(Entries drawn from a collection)
-- START --

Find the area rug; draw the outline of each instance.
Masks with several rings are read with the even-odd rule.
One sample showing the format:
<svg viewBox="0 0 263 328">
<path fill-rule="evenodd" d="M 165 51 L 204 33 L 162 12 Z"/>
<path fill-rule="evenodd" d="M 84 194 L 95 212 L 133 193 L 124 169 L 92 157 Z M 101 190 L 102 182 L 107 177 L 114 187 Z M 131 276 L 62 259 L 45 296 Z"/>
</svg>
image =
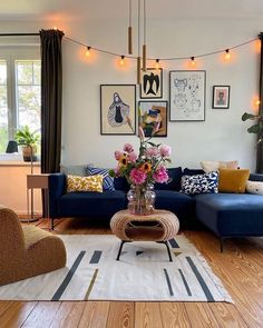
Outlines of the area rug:
<svg viewBox="0 0 263 328">
<path fill-rule="evenodd" d="M 127 242 L 108 235 L 59 236 L 67 267 L 0 287 L 1 300 L 227 301 L 205 259 L 183 235 L 165 245 Z"/>
</svg>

-- END --

### [The request]
Arrange every line of the records above as a Markdown table with the columns "Row" and "Line", numbering the rows and skipping blank lines. Leave the pictures out of the table.

### [Solution for this exercise]
| Row | Line |
|---|---|
| 1 | Find the area rug; draw the outline of each instance. |
| 2 | Masks with several rings are read with the even-odd rule. |
| 3 | One sample showing the format: |
| 4 | <svg viewBox="0 0 263 328"> |
| 5 | <path fill-rule="evenodd" d="M 165 51 L 204 33 L 162 12 Z"/> |
| 6 | <path fill-rule="evenodd" d="M 84 194 L 95 212 L 133 193 L 124 169 L 92 157 Z M 101 190 L 102 182 L 107 177 L 114 187 Z M 131 276 L 62 259 L 45 296 Z"/> |
| 7 | </svg> |
| 8 | image = |
| 9 | Outlines of the area rug: |
| 10 | <svg viewBox="0 0 263 328"> |
| 11 | <path fill-rule="evenodd" d="M 127 242 L 108 235 L 59 236 L 67 267 L 0 287 L 1 300 L 227 301 L 205 259 L 183 235 L 165 245 Z"/> |
| 12 | </svg> |